--- BEGIN Record extracts ---

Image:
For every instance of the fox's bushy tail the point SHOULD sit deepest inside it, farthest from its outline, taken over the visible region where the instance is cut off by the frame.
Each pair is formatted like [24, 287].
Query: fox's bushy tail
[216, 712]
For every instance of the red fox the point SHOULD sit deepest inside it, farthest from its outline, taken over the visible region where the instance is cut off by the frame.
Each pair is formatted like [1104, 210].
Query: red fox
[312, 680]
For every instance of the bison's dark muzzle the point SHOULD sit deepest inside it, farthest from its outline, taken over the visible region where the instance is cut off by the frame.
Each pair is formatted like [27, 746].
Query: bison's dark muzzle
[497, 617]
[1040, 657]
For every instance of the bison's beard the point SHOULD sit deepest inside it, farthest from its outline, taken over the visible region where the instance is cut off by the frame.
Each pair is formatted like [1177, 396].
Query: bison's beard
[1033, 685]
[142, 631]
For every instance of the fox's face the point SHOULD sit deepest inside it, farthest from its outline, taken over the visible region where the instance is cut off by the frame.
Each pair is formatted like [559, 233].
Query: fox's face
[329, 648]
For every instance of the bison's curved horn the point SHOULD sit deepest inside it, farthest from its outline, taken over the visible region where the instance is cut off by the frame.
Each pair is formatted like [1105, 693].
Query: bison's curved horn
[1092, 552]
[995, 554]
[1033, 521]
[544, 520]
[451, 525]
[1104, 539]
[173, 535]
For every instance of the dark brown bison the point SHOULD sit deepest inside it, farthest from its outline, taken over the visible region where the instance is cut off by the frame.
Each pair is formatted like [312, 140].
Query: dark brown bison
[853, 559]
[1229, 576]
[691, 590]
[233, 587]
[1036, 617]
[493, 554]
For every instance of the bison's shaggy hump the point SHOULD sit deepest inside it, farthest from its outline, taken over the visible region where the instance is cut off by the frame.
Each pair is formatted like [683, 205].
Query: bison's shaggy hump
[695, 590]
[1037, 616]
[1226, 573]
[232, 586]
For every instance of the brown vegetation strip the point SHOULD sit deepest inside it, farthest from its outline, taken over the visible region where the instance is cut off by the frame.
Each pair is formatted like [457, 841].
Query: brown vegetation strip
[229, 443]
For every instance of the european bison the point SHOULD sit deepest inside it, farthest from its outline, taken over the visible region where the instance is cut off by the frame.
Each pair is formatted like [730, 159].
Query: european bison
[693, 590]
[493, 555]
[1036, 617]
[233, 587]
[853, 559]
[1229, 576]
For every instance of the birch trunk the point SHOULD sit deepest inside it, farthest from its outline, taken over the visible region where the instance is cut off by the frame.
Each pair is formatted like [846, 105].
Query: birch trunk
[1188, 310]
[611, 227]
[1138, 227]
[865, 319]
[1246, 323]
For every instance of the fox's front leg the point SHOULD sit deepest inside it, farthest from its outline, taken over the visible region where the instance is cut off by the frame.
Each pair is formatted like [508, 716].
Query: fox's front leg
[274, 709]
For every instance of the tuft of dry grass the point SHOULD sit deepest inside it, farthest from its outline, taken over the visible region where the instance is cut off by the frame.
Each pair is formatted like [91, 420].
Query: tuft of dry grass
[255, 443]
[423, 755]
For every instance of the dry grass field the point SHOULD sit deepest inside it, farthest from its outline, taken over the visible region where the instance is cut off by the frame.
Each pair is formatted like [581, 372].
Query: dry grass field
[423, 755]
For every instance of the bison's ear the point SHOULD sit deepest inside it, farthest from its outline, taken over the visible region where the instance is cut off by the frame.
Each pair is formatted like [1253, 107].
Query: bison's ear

--- END Record extracts ---

Written request -> Reproduce every one of the items above, line for line, with no changes.

Written response ->
Image:
For every instance of the fox's bushy tail the point SHOULD sit deepest inside it, farthest from its outline, taken over the visible region where the instance is cut off by the frame.
Each pair is formatted like [24, 287].
Query: fox's bushy tail
[216, 712]
For every instance of the red fox the point SHOULD sit deepest inside it, farthest from its outline, taken over the visible region where the instance is cut off by the frame.
Each pair is formatted like [1104, 210].
Query: red fox
[312, 680]
For every instance of the bison's dark muzzle the point SHOULD sit deepest inside it, farthest from its outline, taken over the visible region where the instance is cut off by the frame.
Each pair is formatted like [27, 746].
Query: bison's dark muzzle
[497, 617]
[1040, 657]
For every instance of the bison's beard the point SHOULD sit deepest inside it, farthest from its outline, taken over the visible region where the instance is cut off by the frame.
Each pair is formatted like [1177, 396].
Query: bison's beard
[1033, 685]
[142, 631]
For every instance of the fox's face the point SHOULD sit deepest inside it, farthest from its outline, taken over the visible region where the instance is cut off by the frame.
Each pair is formatted like [559, 233].
Query: fox's face
[329, 648]
For every instance of the bison's curved horn the point SHOULD sit deepest inside it, farthest from its outline, taken over the visible region where the instance is cut off by the frame.
Each pair is formatted like [1105, 693].
Query: bison's curved horn
[1092, 552]
[995, 554]
[1033, 521]
[544, 520]
[451, 525]
[1104, 539]
[173, 535]
For every instance of the dark brown bison the point SHOULD sit deepest inside it, farthest from its outline, taken over the visible region where the instance is cut off by the frame.
Each pair is formatted like [312, 140].
Query: dark brown bison
[853, 559]
[1229, 576]
[691, 590]
[233, 587]
[1036, 617]
[493, 554]
For every instance of the bison's shaggy hump the point SHOULD sit deepest inside it, farthest from its outline, taken over the visible region where the instance is cut off by the frame.
Each pair is formatted like [683, 205].
Query: bison's shaggy hump
[695, 590]
[1037, 616]
[1226, 573]
[232, 586]
For every instance of the brown vegetation strip the point SHOULD sit deepest inside it, farthest from its outline, taken over the visible region where the instance is cut off by the frame.
Each pair is formatted like [457, 841].
Query: brown vegetation strip
[229, 443]
For every instance of the european bison the point SHOULD sit deepest inside it, farthest from its outline, taken over the visible region where the instance is cut off by the frame.
Each pair is formatted like [730, 159].
Query: european bison
[693, 590]
[493, 555]
[1036, 617]
[233, 587]
[853, 559]
[1229, 576]
For every instance of the birch trunk the point SHOULD sit deepest inside it, farthest from its outline, taken over the visible region where the instance is cut off by the frame.
Each pair is formatted like [846, 105].
Query: birch trunk
[1188, 310]
[611, 227]
[1138, 227]
[865, 319]
[1246, 323]
For every instance of the fox's front leg the point SHOULD sit deepest inside it, farthest from its outline, taken over the visible region where the instance is cut off by the frame.
Each pair is formatted like [508, 716].
Query: fox's front leg
[274, 709]
For every instance of the tuft of dry grass the point SHOULD sit deepest inside it, farthest from its outline, taken over the visible region where the instance is cut off by the frame.
Each pair is formatted like [91, 420].
Query: tuft of dry grass
[255, 443]
[423, 755]
For every instance of the dry grass field the point SHOULD sit deepest inside it, farthest from its outline, taken over the visible region where the instance is cut off by the frame.
Each pair is formatted like [581, 372].
Query: dry grass field
[423, 755]
For every instance of the bison's ear the point SHOULD sit deepest inside it, farthest from its outline, taken over the visible region where the instance is cut off by the frame.
Each pair is formatted like [1253, 107].
Query: bison's ear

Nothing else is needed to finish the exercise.